Reading text start

And sometimes that suspicion, “that metacognitive discomfort can be misattributed not just to the message or the self, but to a third party: the defendant.”[6]
In other words, jurors may subconsciously blame the person on trial for the fact that the testimony itself is difficult to follow.
But Wait a Second… That’s Not What I Did
Now here’s the part that made me pause when I read the study.
If jargon makes jurors more likely to convict, then my little translation routine should have been a terrible strategy.
After all, I was the prosecutor. The police officer was my witness. If robotic police jargon nudges jurors toward suspicion, maybe I should have just let him keep sounding like RoboCop.
Instead, I did the opposite. I translated him.
“Upon surveillance I observed the male entering and exiting the establishment.”
“You mean you watched him going in and out of the store?”
Why would simplifying the language help my case if the research suggests that disfluency nudges jurors toward guilt?
The answer, I think, lies in the difference between momentary suspicion and overall persuasion.
Yes, jargon creates cognitive friction. When information feels hard to process, people sometimes misattribute that discomfort to the situation or the defendant. That may be why disfluency nudged some participants toward guilty verdicts in the experiment. But disfluency also produces a host of other downstream effects: jurors feel less confident in their decisions, less capable of serving as jurors, and less trusting of the judicial system.[7]
None of those things are good for persuasion.
Jurors who feel confused are not happy jurors. Jurors who feel incompetent are not engaged jurors. And jurors who feel alienated from the process are not particularly receptive to the case you’re trying to present.
By translating the officer’s testimony into ordinary language, I was doing two things at once:
- Reducing cognitive friction so jurors could actually process the evidence.
- Building credibility by signaling that we weren’t trying to hide behind fancy language.
And that combination – clarity plus credibility – turns out to be a powerful persuasive tool.
Now, to be fair, lawyers use jargon for a reason. Technical terms can be precise, efficient, and meaningful within a professional community. Among lawyers, saying “res ipsa loquitur” or “fiduciary duty” can sometimes be quicker than explaining the concept from scratch.
But jurors aren’t members of that community.

Reading text end

Instructions:
- 1) Reproduce, word for word, the part of the passage on courtroom jargon between "But Wait a Second…" and "and overall persuasion.", inclusive.
- 2) Write the next part of the passage on courtroom jargon, picking up after its final sentence.

Data extract start

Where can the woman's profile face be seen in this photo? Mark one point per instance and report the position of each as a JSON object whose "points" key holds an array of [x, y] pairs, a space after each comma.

Data extract end

Answers to the exercises:
- 1)
But Wait a Second… That’s Not What I Did
Now here’s the part that made me pause when I read the study.
If jargon makes jurors more likely to convict, then my little translation routine should have been a terrible strategy.
After all, I was the prosecutor. The police officer was my witness. If robotic police jargon nudges jurors toward suspicion, maybe I should have just let him keep sounding like RoboCop.
Instead, I did the opposite. I translated him.
“Upon surveillance I observed the male entering and exiting the establishment.”
“You mean you watched him going in and out of the store?”
Why would simplifying the language help my case if the research suggests that disfluency nudges jurors toward guilt?
The answer, I think, lies in the difference between momentary suspicion and overall persuasion.

- 2)
To them, jargon is just friction. And cognitive friction rarely helps persuasion.
A Quick Word About Expert Witnesses
If this research makes anyone uncomfortable, it should probably be expert witnesses.
Experts live in jargon. Their professional credibility is built on technical vocabulary that signals training and expertise. And sometimes that vocabulary is genuinely necessary.
But the study suggests that every layer of technical language adds cognitive burden for jurors. When that burden grows too large, jurors stop evaluating the evidence itself and start reacting to how difficult the testimony feels to process.
That reaction can show up in strange ways – reduced confidence, disengagement, or misplaced suspicion.
Which means the most persuasive expert witness may not be the one who sounds the most technical.
It may be the one who can explain the science as if they were talking to a smart neighbor across the fence.
A Teaching Moment for Advocacy Classrooms
For those of us who teach trial advocacy, the lesson seems pretty clear.
Law students often equate professionalism with formality. The more technical the vocabulary, the more “lawyerly” they feel. “Look, Ma, I used a ‘wheretofore!’”
But jurors aren’t grading them on how well they sound like a legal treatise.
Jurors are trying to understand a story.
The advocates who win that contest are usually the ones who strip away the linguistic clutter and make the facts easy to process.
In other words, the goal isn’t to sound smart. The goal is to make the jury feel smart.
And sometimes the most powerful question in a courtroom isn’t complicated at all.
“You mean he ran away from the car?”
[1] Olivia M. Bullock, Jargon, Fluency, and Judgment: How Legal Jargon Shapes Juror Decision-Making, Journal of Applied Communication Research (2026).
[2] Id. at 6.
[3] Id. at 9.
[4] Id. at 2.
[5] Id. at 9.
[6] Id. at 13.
[7] Id. at 11.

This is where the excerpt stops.